- Task prompt -
Continue the text on end-user authentication with Istio and Azure Active Directory, starting after its last sentence.

- Document text -
'''
In this blog article I will show you how to realize transparent user authentication for an authentication-unaware application using Istio and Azure Active Directory.
Istio has many features, some of which are not very well documented. One of those features that peaked my interest, when working on bringing Istio to production, is authentication and authorization of end-users based on JSON Web Tokens (JWTs). In this blog post I will explore what exactly Istio has to offer for end-user authentication, what you must build yourself and how to do it. I will use Azure Active Directory (Azure AD) as Identity Provider, but the same principles can also be applied to other Authentication Providers.
A short introduction to Istio
You can safely skip this part if you already have experience with Istio. I will also only focus on the parts relevant to this blog article, for a more comprehensive overview of Istio refer to the official documentation.
Istio is a Service Mesh, meaning that it solves common application features related to networking outside the application code. Istio does that by adding a sidecar proxy to each instance of an application, usually a Kubernetes pod, and orchestrating these proxies from a central control plane.
'''
- Data provided -
'''
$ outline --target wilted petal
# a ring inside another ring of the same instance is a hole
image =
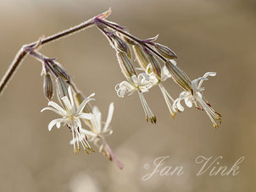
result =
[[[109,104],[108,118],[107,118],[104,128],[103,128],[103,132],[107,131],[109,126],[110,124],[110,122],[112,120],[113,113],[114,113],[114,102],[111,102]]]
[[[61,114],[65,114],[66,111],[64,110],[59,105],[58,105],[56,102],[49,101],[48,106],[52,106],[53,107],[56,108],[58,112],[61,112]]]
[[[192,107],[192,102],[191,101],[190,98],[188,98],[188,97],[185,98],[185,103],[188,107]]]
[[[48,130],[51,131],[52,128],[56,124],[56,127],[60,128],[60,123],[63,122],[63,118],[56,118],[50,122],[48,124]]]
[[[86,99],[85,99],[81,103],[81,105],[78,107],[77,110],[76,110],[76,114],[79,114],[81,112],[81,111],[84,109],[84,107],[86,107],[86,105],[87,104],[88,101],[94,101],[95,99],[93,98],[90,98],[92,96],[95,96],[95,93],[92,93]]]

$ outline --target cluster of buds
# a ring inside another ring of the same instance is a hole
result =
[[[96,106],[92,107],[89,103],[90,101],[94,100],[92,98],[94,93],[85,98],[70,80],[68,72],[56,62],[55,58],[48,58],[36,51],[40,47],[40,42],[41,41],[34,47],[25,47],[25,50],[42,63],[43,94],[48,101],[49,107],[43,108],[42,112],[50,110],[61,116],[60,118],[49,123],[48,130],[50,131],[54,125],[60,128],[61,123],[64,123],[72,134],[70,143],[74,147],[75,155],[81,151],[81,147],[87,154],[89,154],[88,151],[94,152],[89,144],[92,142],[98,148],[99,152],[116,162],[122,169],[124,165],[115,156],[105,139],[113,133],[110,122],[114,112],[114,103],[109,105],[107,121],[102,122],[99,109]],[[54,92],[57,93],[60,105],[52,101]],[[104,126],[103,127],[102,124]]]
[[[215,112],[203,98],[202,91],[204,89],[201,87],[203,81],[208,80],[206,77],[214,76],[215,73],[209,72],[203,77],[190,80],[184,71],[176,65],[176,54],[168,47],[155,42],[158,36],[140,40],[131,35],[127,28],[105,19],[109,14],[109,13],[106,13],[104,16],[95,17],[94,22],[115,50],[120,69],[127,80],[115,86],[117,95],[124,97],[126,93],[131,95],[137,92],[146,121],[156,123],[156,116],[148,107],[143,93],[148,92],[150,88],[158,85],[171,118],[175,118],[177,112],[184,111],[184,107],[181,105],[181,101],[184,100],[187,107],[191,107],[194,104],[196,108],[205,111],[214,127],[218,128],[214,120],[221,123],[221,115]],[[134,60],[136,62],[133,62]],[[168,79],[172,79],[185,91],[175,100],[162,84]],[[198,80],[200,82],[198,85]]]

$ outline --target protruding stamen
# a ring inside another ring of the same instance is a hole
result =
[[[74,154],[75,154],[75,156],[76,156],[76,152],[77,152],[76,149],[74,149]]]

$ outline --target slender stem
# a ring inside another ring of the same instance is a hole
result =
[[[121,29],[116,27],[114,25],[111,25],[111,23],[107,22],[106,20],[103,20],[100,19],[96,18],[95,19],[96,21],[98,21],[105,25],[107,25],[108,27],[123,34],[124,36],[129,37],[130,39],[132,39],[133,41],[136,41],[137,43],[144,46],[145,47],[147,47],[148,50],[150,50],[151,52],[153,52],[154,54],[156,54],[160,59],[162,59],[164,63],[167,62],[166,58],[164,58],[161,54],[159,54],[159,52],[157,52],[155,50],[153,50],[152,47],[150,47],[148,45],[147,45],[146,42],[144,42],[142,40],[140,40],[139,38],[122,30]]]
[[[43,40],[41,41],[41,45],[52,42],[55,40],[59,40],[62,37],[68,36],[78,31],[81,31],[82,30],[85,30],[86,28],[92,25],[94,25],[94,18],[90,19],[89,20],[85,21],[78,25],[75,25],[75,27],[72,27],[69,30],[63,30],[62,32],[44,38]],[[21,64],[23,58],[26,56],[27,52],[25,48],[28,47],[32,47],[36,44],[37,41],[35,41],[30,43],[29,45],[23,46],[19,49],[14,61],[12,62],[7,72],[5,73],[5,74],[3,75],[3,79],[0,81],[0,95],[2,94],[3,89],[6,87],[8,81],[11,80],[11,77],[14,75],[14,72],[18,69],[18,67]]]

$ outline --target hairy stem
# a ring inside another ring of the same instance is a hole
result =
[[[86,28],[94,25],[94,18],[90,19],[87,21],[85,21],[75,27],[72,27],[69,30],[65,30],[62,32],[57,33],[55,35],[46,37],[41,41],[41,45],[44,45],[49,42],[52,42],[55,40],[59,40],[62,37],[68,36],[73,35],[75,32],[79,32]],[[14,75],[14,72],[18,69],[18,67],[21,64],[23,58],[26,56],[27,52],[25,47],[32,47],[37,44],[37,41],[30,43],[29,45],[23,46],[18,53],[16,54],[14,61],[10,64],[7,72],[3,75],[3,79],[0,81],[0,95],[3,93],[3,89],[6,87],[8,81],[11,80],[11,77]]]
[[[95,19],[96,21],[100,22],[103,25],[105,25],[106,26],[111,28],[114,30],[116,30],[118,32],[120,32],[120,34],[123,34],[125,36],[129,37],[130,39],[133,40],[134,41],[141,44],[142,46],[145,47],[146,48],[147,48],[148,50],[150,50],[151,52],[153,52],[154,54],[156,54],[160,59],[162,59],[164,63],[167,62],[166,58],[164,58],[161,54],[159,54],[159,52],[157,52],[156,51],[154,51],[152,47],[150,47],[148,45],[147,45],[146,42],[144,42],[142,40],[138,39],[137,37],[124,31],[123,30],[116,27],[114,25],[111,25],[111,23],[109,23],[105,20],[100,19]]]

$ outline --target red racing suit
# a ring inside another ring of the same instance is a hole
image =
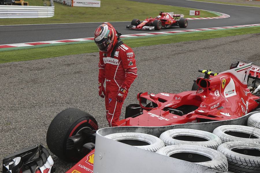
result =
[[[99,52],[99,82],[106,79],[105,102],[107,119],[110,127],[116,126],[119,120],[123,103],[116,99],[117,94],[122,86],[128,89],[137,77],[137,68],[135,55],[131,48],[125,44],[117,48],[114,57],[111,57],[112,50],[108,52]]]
'''
- The response -
This allows Istio, among other things, to transparently encrypt all traffic with mTLS and apply authorization policies to all services centrally. Instead of Ingress, Istio uses Gateways to serve as an entrypoint into the mesh where different ways of authentication can be used.
Other features that are not relevant to this article (but still cool!) are advanced traffic management features, such as canary releases or support for the circuit breaker pattern.
User authentication with Istio
At first, my motivation for this blog entry was out of curiosity. The Istio security documentation describes a feature called Request authentication:
“Used for end-user authentication to verify the credential attached to the request. Istio enables request-level authentication with JSON Web Token (JWT) validation and a streamlined developer experience using a custom authentication provider or any OpenID Connect providers […].“
In my mind, that sounded like authentication would just be a simple switch that needs to be flipped with some Istio Custom Resource, as I have often experienced with Istio.
The technical details with precise instructions can be found in my demo repository on GitHub.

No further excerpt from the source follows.